** Data records follows **

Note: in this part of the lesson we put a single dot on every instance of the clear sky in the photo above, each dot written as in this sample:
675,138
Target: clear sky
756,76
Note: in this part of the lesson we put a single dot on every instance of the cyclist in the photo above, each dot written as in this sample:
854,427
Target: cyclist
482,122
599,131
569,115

** End of Data records **
** Data records follows **

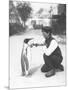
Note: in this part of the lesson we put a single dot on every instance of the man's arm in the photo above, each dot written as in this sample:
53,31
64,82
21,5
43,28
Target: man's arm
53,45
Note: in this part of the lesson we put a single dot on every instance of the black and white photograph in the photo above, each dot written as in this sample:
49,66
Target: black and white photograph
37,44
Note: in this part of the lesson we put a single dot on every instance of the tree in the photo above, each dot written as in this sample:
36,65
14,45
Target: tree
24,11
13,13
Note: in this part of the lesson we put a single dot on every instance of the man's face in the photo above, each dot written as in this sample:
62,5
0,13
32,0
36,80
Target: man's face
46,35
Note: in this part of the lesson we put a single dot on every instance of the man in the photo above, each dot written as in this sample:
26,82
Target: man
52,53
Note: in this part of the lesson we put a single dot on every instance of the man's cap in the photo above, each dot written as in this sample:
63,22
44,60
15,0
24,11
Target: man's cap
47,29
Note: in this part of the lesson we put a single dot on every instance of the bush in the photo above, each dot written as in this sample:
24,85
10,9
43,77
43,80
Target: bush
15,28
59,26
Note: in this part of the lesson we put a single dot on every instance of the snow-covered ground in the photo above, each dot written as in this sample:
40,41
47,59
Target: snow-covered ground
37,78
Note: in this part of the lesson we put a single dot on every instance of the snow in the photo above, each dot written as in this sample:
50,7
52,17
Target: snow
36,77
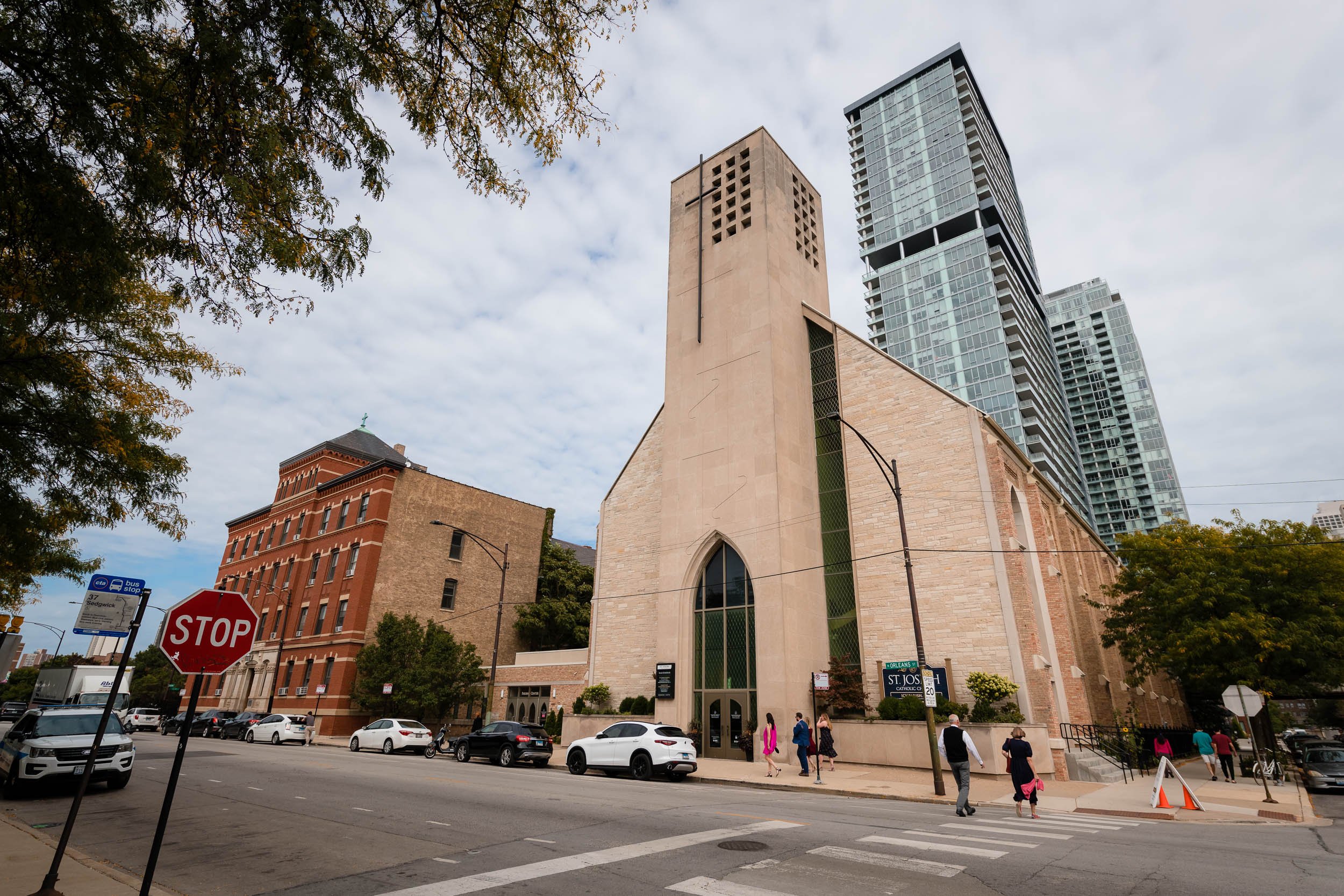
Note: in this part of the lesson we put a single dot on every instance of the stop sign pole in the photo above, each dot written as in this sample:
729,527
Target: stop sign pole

** End of Data records **

Task goal
Please show, exactly as written, every line above that contains the word "stop".

Response for this exercise
Note: in this part of the lesson we put a single dot on every instance of the stop sign pole in the photo above, each dot written as in this sample:
Target: stop sign pole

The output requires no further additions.